-- start Working data --

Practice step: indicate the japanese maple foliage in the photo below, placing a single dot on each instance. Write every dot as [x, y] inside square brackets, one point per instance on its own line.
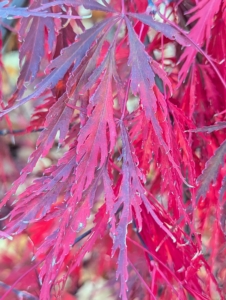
[136, 103]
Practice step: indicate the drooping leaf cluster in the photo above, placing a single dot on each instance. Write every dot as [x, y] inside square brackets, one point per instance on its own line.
[136, 104]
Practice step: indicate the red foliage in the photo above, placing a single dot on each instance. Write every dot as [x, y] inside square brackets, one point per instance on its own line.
[138, 100]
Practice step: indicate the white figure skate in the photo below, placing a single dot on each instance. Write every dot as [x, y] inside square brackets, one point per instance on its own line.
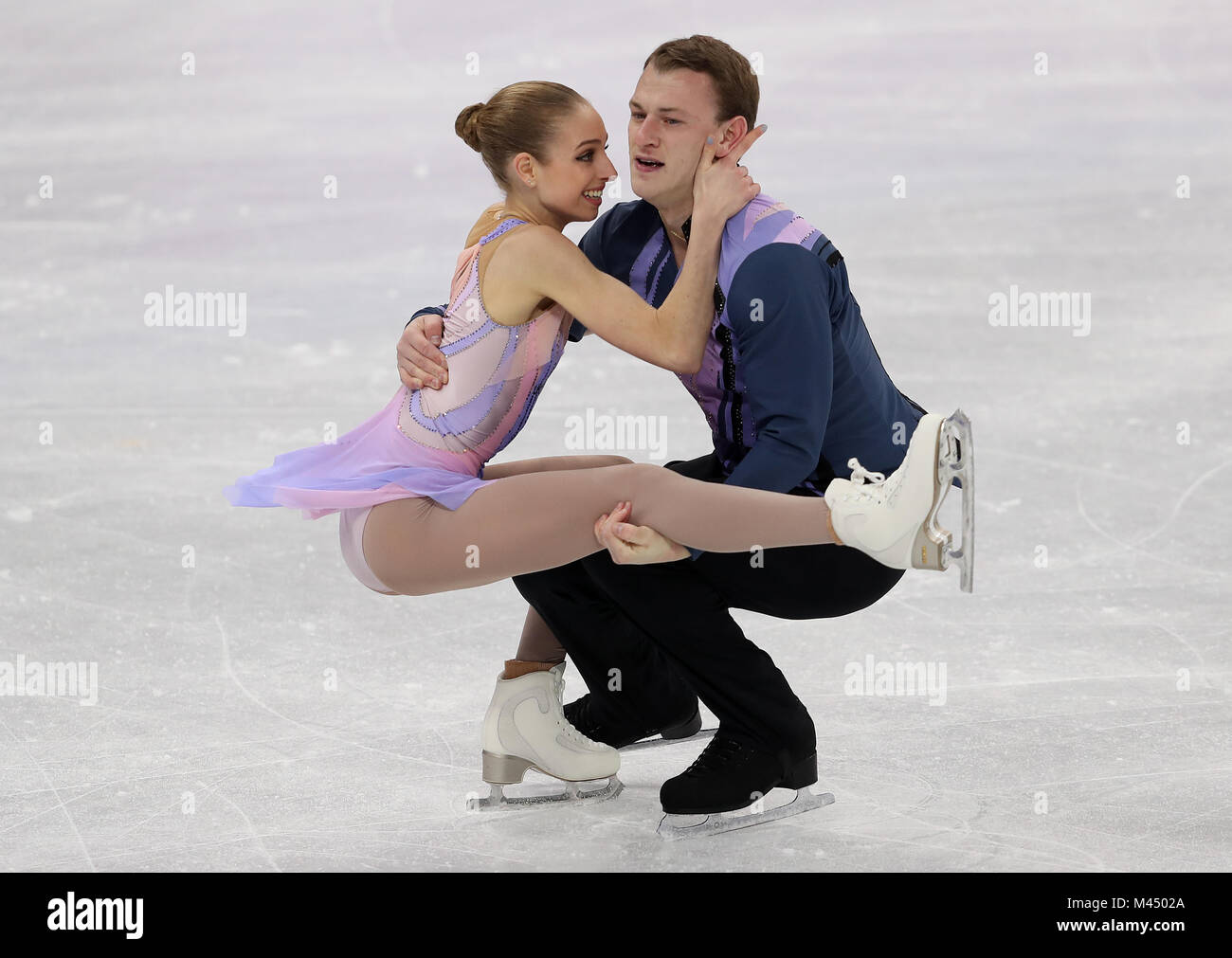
[525, 728]
[895, 520]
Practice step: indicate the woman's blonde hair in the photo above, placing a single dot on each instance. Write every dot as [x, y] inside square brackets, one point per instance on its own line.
[521, 117]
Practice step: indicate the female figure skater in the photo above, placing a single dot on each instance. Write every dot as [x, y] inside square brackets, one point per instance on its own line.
[422, 515]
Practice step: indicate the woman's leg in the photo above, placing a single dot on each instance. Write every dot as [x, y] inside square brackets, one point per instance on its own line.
[524, 523]
[551, 463]
[537, 642]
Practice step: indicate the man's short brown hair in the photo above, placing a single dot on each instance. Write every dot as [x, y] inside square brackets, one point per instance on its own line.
[731, 72]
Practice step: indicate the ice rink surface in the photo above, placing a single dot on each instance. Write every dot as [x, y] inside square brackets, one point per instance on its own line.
[1085, 724]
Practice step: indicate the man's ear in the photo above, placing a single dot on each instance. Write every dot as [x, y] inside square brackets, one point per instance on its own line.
[731, 133]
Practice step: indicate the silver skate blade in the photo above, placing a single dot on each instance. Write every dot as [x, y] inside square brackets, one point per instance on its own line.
[573, 792]
[956, 461]
[681, 826]
[700, 735]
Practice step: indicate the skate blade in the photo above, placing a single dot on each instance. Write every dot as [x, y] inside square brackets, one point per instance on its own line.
[700, 735]
[679, 826]
[573, 792]
[956, 461]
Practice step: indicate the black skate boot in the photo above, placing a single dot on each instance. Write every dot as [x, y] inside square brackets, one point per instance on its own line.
[580, 714]
[732, 775]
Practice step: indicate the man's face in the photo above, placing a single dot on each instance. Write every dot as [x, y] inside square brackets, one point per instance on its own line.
[670, 116]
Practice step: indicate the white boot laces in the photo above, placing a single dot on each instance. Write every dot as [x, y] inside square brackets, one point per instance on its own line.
[865, 485]
[567, 728]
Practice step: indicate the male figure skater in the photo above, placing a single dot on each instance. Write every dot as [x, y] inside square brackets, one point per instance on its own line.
[792, 388]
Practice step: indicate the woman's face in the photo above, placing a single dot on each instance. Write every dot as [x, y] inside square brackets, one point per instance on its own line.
[570, 180]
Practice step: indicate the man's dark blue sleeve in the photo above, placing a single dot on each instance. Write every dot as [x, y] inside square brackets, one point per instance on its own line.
[779, 309]
[592, 245]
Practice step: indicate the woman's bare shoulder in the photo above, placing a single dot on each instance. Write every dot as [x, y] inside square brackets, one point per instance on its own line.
[481, 226]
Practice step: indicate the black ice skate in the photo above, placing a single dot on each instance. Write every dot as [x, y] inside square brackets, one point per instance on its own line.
[728, 785]
[580, 714]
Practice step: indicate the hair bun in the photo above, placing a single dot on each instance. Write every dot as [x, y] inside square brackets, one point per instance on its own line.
[467, 126]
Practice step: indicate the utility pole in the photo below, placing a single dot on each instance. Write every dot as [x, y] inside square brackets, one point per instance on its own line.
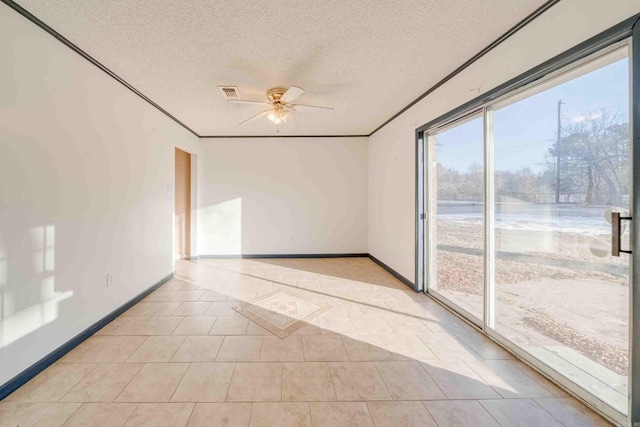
[558, 152]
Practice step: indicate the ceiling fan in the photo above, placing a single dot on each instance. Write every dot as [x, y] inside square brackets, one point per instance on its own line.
[280, 102]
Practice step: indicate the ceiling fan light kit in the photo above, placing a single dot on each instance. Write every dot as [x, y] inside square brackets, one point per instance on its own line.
[279, 100]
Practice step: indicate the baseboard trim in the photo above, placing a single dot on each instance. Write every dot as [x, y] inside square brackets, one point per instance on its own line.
[258, 256]
[33, 370]
[393, 272]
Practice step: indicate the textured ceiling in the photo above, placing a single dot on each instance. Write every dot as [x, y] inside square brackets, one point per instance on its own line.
[367, 59]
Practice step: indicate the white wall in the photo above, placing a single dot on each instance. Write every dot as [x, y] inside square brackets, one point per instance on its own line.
[84, 169]
[392, 149]
[282, 196]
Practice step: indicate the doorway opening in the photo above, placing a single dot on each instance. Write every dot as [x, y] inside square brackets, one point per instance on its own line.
[182, 208]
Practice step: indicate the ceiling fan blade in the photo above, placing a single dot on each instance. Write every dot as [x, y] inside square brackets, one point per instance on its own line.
[304, 107]
[291, 94]
[247, 101]
[254, 117]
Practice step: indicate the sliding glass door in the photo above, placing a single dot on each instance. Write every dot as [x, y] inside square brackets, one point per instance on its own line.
[528, 202]
[457, 239]
[560, 295]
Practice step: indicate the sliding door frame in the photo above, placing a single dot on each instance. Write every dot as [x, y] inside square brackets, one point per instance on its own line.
[626, 32]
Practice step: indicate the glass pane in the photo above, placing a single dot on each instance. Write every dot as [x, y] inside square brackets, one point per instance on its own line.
[458, 239]
[561, 165]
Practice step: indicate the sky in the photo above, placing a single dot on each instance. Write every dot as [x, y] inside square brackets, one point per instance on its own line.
[524, 130]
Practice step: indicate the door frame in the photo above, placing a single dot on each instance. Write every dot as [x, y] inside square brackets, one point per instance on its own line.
[628, 32]
[193, 203]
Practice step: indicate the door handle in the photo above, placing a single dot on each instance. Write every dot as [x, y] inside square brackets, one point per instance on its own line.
[615, 233]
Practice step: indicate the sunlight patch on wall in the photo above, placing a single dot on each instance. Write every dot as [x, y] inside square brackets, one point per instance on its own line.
[221, 232]
[28, 299]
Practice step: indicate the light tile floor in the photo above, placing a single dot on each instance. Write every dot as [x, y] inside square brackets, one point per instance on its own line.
[383, 355]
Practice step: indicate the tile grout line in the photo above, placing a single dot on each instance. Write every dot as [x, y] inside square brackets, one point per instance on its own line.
[128, 382]
[226, 396]
[131, 414]
[383, 381]
[193, 409]
[550, 414]
[184, 374]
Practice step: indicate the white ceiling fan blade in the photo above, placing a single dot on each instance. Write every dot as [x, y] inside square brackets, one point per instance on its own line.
[247, 101]
[291, 94]
[304, 107]
[254, 117]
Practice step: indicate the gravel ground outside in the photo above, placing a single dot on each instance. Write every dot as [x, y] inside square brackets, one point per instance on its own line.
[461, 274]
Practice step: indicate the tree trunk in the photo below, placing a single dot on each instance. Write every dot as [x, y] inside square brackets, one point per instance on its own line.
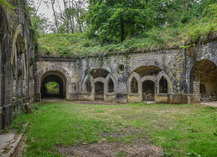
[122, 28]
[55, 17]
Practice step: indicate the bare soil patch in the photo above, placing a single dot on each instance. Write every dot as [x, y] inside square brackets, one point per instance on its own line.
[140, 147]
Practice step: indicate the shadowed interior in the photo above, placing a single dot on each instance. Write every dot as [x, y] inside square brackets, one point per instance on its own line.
[148, 90]
[99, 91]
[52, 78]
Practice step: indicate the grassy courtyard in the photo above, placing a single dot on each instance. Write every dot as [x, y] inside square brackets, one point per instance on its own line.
[64, 128]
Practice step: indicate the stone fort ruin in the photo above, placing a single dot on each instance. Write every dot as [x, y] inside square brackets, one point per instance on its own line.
[169, 75]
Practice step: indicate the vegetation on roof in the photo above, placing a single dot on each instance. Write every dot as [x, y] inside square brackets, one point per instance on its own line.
[179, 27]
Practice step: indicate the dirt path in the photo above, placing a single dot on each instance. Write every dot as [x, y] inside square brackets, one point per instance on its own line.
[138, 148]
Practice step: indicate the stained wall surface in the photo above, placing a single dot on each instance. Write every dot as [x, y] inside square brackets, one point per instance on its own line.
[16, 60]
[171, 69]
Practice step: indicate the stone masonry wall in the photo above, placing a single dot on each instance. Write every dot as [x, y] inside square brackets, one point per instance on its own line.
[172, 64]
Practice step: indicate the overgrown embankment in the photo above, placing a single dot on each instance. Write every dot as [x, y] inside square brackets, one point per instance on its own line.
[181, 34]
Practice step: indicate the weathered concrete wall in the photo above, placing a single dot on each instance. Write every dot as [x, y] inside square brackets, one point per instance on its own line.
[173, 65]
[16, 51]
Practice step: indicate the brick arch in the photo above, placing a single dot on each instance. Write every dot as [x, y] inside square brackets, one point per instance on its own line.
[115, 76]
[114, 81]
[148, 78]
[53, 69]
[138, 78]
[169, 82]
[164, 68]
[84, 83]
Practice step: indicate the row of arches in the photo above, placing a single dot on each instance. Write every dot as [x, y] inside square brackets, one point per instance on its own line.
[145, 81]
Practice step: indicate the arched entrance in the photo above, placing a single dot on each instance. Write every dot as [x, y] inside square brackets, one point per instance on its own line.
[53, 85]
[204, 80]
[99, 90]
[148, 91]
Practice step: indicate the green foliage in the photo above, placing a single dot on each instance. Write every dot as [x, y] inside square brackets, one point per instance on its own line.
[183, 28]
[6, 4]
[167, 126]
[52, 87]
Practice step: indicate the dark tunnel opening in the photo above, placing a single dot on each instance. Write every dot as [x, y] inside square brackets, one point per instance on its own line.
[45, 93]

-- end Working data --

Exercise.
Rewrite the data from the line with "Practice step: indicate the dark" through the end of the data, replacing "tunnel opening" with "cave entrance" and leaving everything else unchanged.

Answer.
Practice step: indicate the dark cave entrance in the photo above, placing a single dot on each instance. Write every dot as [x, y] inside square brackets, one point per instance on its own line.
[45, 93]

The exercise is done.